Prompt: Images are excluded; otherwise, output every record exactly.

Task inputs:
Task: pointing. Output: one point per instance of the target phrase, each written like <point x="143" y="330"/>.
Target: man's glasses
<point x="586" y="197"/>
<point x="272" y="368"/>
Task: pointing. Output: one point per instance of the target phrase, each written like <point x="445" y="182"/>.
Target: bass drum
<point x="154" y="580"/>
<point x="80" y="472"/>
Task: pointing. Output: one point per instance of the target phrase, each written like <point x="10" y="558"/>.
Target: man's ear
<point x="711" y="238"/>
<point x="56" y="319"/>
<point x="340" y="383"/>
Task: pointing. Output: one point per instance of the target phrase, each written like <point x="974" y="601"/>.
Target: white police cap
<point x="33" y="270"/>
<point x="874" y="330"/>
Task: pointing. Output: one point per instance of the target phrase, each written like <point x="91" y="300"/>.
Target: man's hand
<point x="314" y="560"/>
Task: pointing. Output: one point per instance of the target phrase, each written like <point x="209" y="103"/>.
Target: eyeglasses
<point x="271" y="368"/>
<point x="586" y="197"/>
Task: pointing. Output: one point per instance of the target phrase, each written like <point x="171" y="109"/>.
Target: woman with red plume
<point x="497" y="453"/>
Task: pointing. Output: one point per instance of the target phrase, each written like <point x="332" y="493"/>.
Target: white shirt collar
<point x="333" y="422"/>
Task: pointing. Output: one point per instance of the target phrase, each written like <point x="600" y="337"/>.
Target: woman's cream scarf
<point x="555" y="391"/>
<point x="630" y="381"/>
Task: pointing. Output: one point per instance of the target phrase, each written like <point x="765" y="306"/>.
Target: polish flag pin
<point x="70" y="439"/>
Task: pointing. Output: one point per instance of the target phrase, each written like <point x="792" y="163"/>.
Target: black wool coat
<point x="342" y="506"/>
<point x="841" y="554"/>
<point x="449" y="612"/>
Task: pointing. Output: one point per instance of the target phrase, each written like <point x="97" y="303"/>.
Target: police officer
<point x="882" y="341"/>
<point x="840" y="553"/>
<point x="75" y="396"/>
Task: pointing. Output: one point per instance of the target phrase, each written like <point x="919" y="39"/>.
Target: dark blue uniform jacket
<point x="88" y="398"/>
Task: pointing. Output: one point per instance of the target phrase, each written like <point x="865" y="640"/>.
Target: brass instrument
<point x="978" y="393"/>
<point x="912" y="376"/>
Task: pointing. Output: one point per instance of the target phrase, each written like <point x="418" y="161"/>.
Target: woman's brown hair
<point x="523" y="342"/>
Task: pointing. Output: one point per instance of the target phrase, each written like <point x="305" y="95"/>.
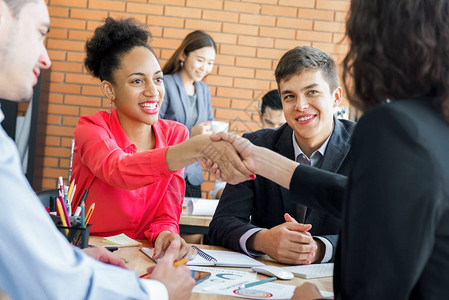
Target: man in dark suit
<point x="251" y="216"/>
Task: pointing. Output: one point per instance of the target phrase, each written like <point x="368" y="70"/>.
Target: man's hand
<point x="177" y="280"/>
<point x="288" y="243"/>
<point x="319" y="253"/>
<point x="165" y="239"/>
<point x="224" y="158"/>
<point x="201" y="128"/>
<point x="103" y="255"/>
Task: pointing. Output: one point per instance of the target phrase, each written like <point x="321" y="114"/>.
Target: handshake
<point x="230" y="157"/>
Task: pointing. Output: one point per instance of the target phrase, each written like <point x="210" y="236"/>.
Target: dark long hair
<point x="193" y="41"/>
<point x="398" y="49"/>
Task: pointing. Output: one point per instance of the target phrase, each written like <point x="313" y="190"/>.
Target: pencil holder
<point x="77" y="236"/>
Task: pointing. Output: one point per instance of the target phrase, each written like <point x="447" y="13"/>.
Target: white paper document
<point x="227" y="282"/>
<point x="312" y="271"/>
<point x="199" y="206"/>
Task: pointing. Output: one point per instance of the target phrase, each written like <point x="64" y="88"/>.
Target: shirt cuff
<point x="244" y="238"/>
<point x="328" y="249"/>
<point x="155" y="289"/>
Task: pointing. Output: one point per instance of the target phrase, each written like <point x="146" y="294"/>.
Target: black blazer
<point x="262" y="203"/>
<point x="394" y="242"/>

Task solution:
Task: pointing. Output: one point per instance of the target phrase, each written like <point x="143" y="330"/>.
Target: man's glasses
<point x="586" y="197"/>
<point x="272" y="368"/>
Task: pointing. Output: one point per instance of the target phrase, each written like <point x="445" y="182"/>.
Target: bass drum
<point x="154" y="580"/>
<point x="80" y="472"/>
Task: pointing. Output: one point per instance of the target phrase, each written like <point x="10" y="558"/>.
Target: man's ear
<point x="711" y="238"/>
<point x="56" y="319"/>
<point x="340" y="383"/>
Task: pointing. Output: one point per instance of the target phrase, each written like <point x="974" y="601"/>.
Target: white police cap
<point x="33" y="270"/>
<point x="874" y="330"/>
Task: pointing. Output: one point per instance of the target phrase, each written like <point x="91" y="300"/>.
Target: man's hand
<point x="314" y="560"/>
Task: pointing. Output: one point per instance of the target phrase, each written like <point x="209" y="103"/>.
Target: eyeglasses
<point x="271" y="368"/>
<point x="586" y="197"/>
Task: pointing. Output: one point per instance of the target phrase, each written like <point x="171" y="109"/>.
Target: woman with red plume
<point x="497" y="453"/>
Task: pointing. Output: one point per instance of the target phrase, each written like <point x="332" y="493"/>.
Target: white shirt collar
<point x="333" y="422"/>
Task: pointing. Output: one point per instance of the target phrase, each written like <point x="600" y="337"/>.
Target: woman's cream scarf
<point x="555" y="391"/>
<point x="630" y="381"/>
Task: pointing. Output: one point per instance of the target phrase, each written like <point x="765" y="306"/>.
Target: polish flag pin
<point x="70" y="439"/>
Task: pointing. Output: one point per instance of the target phrase, each written like <point x="792" y="163"/>.
Target: black wool coat
<point x="342" y="506"/>
<point x="841" y="554"/>
<point x="449" y="612"/>
Task: pointing. Output: one point per instance of the target phrase, each written like <point x="97" y="303"/>.
Target: police officer
<point x="882" y="341"/>
<point x="840" y="553"/>
<point x="75" y="396"/>
Task: pointing. Output: one point per instance of the target phrase, each written like <point x="919" y="39"/>.
Target: dark blue uniform jacket
<point x="88" y="398"/>
Task: pointing. Output: one point per instance of the target phrase, each written like <point x="865" y="640"/>.
Target: brass instrument
<point x="978" y="393"/>
<point x="912" y="376"/>
Task: pointing. Output: one point per instance of the target phrase, each written like <point x="418" y="161"/>.
Target: woman's brown hair
<point x="523" y="342"/>
Task: pointing. Output: one point per instance of the target phrase, each written like <point x="305" y="95"/>.
Target: man in dark suit
<point x="251" y="216"/>
Task: pointing. Output: one point per instance of the target phrase, each written like <point x="368" y="70"/>.
Target: man's hand
<point x="177" y="280"/>
<point x="288" y="243"/>
<point x="319" y="253"/>
<point x="165" y="239"/>
<point x="224" y="158"/>
<point x="201" y="128"/>
<point x="103" y="255"/>
Task: pointing. Output: one point per instance of the target phrase, each written like <point x="321" y="114"/>.
Target: handshake
<point x="230" y="157"/>
Task: pointing. Output: one point per instance of the target phrase, each written like <point x="210" y="236"/>.
Target: dark long hair
<point x="193" y="41"/>
<point x="398" y="49"/>
Task: pointing. Output: one point per instance of the target phrase, each written like <point x="313" y="190"/>.
Target: pencil holder
<point x="77" y="236"/>
Task: pointing. Output: one point per instance of the target phrase, each written like <point x="447" y="13"/>.
Target: white paper document
<point x="227" y="282"/>
<point x="312" y="271"/>
<point x="199" y="206"/>
Task: pointing. Output: one point per instance of the target phrase, each written like <point x="64" y="88"/>.
Target: shirt cuff
<point x="244" y="238"/>
<point x="328" y="249"/>
<point x="155" y="289"/>
Task: pointing. Output: one point per instance of the target phrase, each written like <point x="146" y="294"/>.
Target: black blazer
<point x="262" y="203"/>
<point x="394" y="242"/>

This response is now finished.